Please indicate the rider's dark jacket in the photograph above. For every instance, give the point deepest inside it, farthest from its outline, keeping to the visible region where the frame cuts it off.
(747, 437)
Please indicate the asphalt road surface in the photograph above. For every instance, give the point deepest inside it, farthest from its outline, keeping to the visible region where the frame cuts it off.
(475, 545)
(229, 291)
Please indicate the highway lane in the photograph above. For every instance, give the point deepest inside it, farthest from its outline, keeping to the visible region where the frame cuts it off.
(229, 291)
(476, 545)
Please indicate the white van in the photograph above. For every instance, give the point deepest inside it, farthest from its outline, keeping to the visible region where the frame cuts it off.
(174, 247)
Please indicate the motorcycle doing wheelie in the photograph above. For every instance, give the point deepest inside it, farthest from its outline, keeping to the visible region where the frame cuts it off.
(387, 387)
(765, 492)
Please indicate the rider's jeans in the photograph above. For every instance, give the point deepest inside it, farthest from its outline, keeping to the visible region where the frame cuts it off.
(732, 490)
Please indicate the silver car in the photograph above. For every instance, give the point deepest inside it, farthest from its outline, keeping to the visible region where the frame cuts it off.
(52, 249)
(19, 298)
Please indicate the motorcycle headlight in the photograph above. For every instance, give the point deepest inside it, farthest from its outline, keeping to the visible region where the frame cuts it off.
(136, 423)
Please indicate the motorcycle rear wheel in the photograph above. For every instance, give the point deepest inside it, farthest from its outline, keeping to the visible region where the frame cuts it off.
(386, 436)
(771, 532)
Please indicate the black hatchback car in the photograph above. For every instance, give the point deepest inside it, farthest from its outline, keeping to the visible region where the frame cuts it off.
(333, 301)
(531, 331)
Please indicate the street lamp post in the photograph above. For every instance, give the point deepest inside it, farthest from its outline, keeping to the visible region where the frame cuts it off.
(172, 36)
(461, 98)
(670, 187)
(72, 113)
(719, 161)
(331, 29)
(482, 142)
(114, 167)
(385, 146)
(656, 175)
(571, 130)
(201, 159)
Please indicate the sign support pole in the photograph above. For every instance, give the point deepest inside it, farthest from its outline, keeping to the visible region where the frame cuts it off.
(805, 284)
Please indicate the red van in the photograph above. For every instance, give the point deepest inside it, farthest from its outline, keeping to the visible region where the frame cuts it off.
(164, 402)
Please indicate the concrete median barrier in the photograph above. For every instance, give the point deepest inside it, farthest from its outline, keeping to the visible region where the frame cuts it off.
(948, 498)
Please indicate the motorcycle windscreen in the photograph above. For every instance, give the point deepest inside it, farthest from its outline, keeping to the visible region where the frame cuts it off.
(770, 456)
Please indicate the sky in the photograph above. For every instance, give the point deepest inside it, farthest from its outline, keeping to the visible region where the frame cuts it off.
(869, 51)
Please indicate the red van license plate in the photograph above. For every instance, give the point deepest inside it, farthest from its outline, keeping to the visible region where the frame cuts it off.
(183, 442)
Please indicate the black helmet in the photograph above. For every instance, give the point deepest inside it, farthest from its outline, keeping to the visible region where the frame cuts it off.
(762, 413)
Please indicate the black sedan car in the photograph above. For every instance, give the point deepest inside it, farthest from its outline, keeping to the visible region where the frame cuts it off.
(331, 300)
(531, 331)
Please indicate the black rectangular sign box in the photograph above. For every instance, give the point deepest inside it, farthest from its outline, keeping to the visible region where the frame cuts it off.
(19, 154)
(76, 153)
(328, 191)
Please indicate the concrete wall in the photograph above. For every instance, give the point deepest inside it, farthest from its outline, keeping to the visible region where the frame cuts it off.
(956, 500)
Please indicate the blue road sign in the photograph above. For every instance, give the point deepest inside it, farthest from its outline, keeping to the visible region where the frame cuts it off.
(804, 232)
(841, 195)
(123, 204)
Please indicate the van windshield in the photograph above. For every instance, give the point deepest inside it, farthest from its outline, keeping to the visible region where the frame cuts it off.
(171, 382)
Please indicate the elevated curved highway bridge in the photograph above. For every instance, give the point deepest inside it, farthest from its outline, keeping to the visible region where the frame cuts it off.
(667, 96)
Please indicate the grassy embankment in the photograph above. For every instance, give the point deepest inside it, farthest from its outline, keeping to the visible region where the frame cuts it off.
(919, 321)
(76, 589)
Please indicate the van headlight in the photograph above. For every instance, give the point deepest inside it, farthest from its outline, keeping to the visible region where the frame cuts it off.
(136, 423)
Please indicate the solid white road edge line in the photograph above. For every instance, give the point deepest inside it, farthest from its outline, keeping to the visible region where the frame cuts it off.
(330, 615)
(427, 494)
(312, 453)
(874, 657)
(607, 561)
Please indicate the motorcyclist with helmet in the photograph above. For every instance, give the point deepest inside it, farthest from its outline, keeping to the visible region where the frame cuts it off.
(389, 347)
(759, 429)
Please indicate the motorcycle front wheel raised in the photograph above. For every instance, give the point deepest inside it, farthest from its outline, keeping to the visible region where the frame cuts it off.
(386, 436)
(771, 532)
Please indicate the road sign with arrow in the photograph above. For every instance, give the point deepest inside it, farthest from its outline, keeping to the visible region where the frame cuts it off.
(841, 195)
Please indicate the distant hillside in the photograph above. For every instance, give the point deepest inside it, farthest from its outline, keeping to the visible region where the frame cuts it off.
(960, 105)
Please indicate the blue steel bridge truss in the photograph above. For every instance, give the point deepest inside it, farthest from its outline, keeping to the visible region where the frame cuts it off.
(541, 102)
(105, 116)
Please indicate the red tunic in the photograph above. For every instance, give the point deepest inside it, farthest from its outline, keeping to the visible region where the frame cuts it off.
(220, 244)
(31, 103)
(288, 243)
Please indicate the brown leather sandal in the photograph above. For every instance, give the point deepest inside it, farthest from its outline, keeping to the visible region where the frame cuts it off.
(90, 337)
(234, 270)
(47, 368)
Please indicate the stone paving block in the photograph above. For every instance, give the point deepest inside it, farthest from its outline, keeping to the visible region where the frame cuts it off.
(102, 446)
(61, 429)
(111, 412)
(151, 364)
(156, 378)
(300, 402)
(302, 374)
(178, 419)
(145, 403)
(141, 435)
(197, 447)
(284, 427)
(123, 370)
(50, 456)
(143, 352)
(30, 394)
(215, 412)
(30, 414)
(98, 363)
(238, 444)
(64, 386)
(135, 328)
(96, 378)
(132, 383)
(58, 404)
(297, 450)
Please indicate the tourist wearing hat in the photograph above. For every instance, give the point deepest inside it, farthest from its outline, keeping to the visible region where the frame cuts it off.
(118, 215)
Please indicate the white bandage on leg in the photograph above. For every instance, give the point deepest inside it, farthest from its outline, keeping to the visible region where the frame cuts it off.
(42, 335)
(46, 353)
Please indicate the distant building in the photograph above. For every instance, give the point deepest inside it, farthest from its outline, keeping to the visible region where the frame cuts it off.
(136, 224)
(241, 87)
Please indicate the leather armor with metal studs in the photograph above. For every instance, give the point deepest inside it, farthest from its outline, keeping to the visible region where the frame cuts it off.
_ _ _ _
Word for word, extract all the records.

## [EXERCISE RESULT]
Please indicate the rider's dark jacket in the photograph above. For every instance, give the point deepest inside it, farthest from its outline, keeping to the visible region where the frame cuts it off.
(747, 437)
Please indicate the asphalt road surface in the photograph above. For every instance, give the point deepest inside it, farthest from its outline, keeping to the visible region where the frame cuts it off.
(475, 545)
(229, 291)
Please indicate the highway lane in the photograph above. For every instance, give the point deepest inside it, farthest from its outline, keeping to the visible region where the frame cuts it off.
(229, 291)
(476, 545)
Please indicate the white van in the photograph above. For every instance, give the point deepest inside it, farthest from its outline, keeping to the visible region where the frame cuts it off.
(174, 247)
Please indicate the motorcycle doing wheelie in the photograph above. For every instance, give the point deepest inside it, farthest from its outline, keeping to the visible region where the frame cuts it off.
(387, 387)
(765, 492)
Please indicate the rider's jeans in the photograph above. For every instance, give the point deepest inside it, farthest from its outline, keeping to the visible region where the frame cuts it off.
(732, 490)
Please indicate the silver car in the photograph above. For every instance, give the point deepest inside it, farthest from its outline, keeping to the visible region where the frame cuts it off.
(52, 249)
(19, 298)
Please indicate the motorcycle headlight in the photograph above. For every instance, give the point deepest inside it, farthest from its outline, keeping to the visible region where the frame cuts it off.
(136, 423)
Please indicate the motorcycle rear wheel in the photograph above. For every instance, give the point deepest inside it, farthest from its outline, keeping to the visible region where the frame cuts it off.
(386, 436)
(771, 532)
Please indicate the black hatchback car in the photograph above. For every instance, give the point deepest inside it, farthest from its outline, keeping to the visible region where the frame cuts it off.
(333, 301)
(531, 331)
Please indicate the street lamp post in the photograph above. For every instance, give the point deepest inside it, farthest from its outline, keeping to the visible region where the frame cuts it off.
(172, 36)
(461, 98)
(670, 187)
(72, 113)
(719, 161)
(331, 29)
(482, 142)
(114, 167)
(385, 146)
(656, 175)
(571, 130)
(201, 159)
Please indicate the sign support pole in the photograph above. For every instance, give the point deepest inside it, farthest from its outline, keeping to the visible region where the frame cuts it off.
(805, 284)
Please indicate the red van in the photograph above. For every instance, give the point deepest inside it, farthest from its outline, keeping to the visible region where the frame cuts it off.
(164, 402)
Please indicate the concrete median barrier in the photograph above. For every instance, give the point deepest inside it, farthest from its outline, keeping to the visible region where the frame cuts it off.
(948, 498)
Please indicate the motorcycle windscreen in the photograph above. For every instance, give the point deepest inside it, farthest from its outline, keeping to the visible region where the frame cuts it off.
(770, 456)
Please indicate the sky in the photograph above. For every instance, give the point deepest inside it, farthest from its outline, keeping to the visible region where the frame cuts it off.
(869, 51)
Please indicate the red van license plate in the photograph above. For every instance, give the point deepest inside it, farthest from its outline, keeping to the visible region where the frame cuts it off.
(183, 442)
Please indicate the black helmet in the photograph above. For every instance, give the point deepest inside it, farthest from its outline, keeping to the visible region where the frame cuts it off.
(762, 413)
Please indicate the black sedan car in the photograph above. For every instance, give the point deepest inside it, farthest from its outline, keeping to the visible region where the frame cuts it off.
(331, 300)
(531, 331)
Please indicate the black rectangular sign box in the photograph above. For every instance, give the point deepest inside it, farthest from its outline, keeping to the visible region where the frame cuts it off.
(19, 154)
(76, 153)
(328, 191)
Please indicate the concrete wall in the photograph above. For every instance, give the point deepest inside it, farthest from its outline, keeping to the visible region where the frame cuts it off.
(956, 500)
Please indicate the blue road sign in the photograph above. For every instance, give the point deepest inside it, farthest from its outline, keeping to the visible region where the frame cuts it off.
(804, 232)
(841, 195)
(123, 204)
Please indicate the van windshield in the photograph above. For every instance, give the point deepest inside it, farthest from its outline, keeping to the visible region where the frame cuts it off.
(171, 382)
Please indicate the elevated curved highway bridge in the photograph above. For every instance, give the point deepest inside it, farthest from its outline, keeping to the visible region where the frame cuts it off.
(667, 96)
Please indicate the grassy embankment in the photograph above. For every instance, give the point deepest inside it, farthest from its outline, keeping to the visible region where the frame cuts it off.
(919, 321)
(76, 589)
Please indicate the van headlight in the photograph above. For every instance, give the point deepest inside it, farthest from its outline, keeping to the visible region where the frame cuts it off.
(136, 423)
Please indicate the solid white road edge line in the photograph above. For every instance, give the point deepest inside it, farthest from its outline, keeping to the visible region where the frame cuts it off.
(330, 615)
(427, 494)
(312, 453)
(874, 657)
(607, 561)
Please indicate the motorcyclist with helmet in the photograph above. For every instance, give the point deepest inside it, farthest from its outline, keeping to the visible region where the frame cuts it off.
(389, 347)
(759, 429)
Please indicate the motorcycle front wheel raised in the photograph above. For every instance, give the point deepest inside it, farthest from its outline, keeping to the visible region where the frame cuts it off.
(386, 436)
(771, 532)
Please indicate the road sign with arrow in the photograph above. For every instance, give the point deepest inside it, farthest from its outline, keeping to the visible region where the frame cuts it off.
(841, 195)
Please indicate the distant hillside in the photograph above. For every instance, give the point deepest inside it, farthest from its outline, keeping to the visible region where the frame cuts it off.
(960, 105)
Please indicate the blue steel bridge truss in the photograph above. For every instance, give the point deepest inside it, farthest from its outline, keeping to the visible region where the frame cuts it off.
(541, 102)
(105, 116)
Please indicate the red tunic in the photograph above. For every instance, give the point deepest inside it, farthest from its outline, keeping to the visible region where the frame cuts it off.
(220, 244)
(31, 103)
(288, 243)
Please indicate the brown leather sandal in the photograph above. For every instance, give the point deepest inside it, farthest from its outline, keeping to the visible region where the frame cuts it off.
(90, 337)
(234, 270)
(47, 368)
Please indicate the stone paving block in the photograph above. For every instance, give the point deepest inside it, farthest from its outline, keeping to the visible region where the frame cuts it off.
(102, 446)
(61, 429)
(111, 412)
(151, 364)
(156, 378)
(300, 402)
(302, 374)
(178, 419)
(145, 403)
(141, 435)
(197, 447)
(284, 427)
(123, 370)
(50, 456)
(143, 352)
(30, 394)
(215, 412)
(30, 414)
(98, 363)
(238, 444)
(64, 386)
(135, 328)
(96, 378)
(132, 383)
(58, 404)
(297, 450)
Please indicate the tourist wearing hat in the photograph above. For every instance, give the point deepest inside it, farthest from its outline, keeping to the visible region where the frame cuts it off.
(118, 215)
Please indicate the white bandage on leg in the photograph above. For every instance, give the point deepest inside it, farthest from its outline, keeping to the visible region where the frame cuts it off.
(42, 335)
(46, 353)
Please indicate the distant building in the photograph above. For every instance, give the point deepest inside it, farthest from its outline, keeping to the visible region where the frame cuts it off.
(136, 224)
(241, 87)
Please indicate the leather armor with metal studs in the photograph above. For every instance, give the point deepest inside it, farthest from its outline, keeping to the visible region where the frame cuts it off.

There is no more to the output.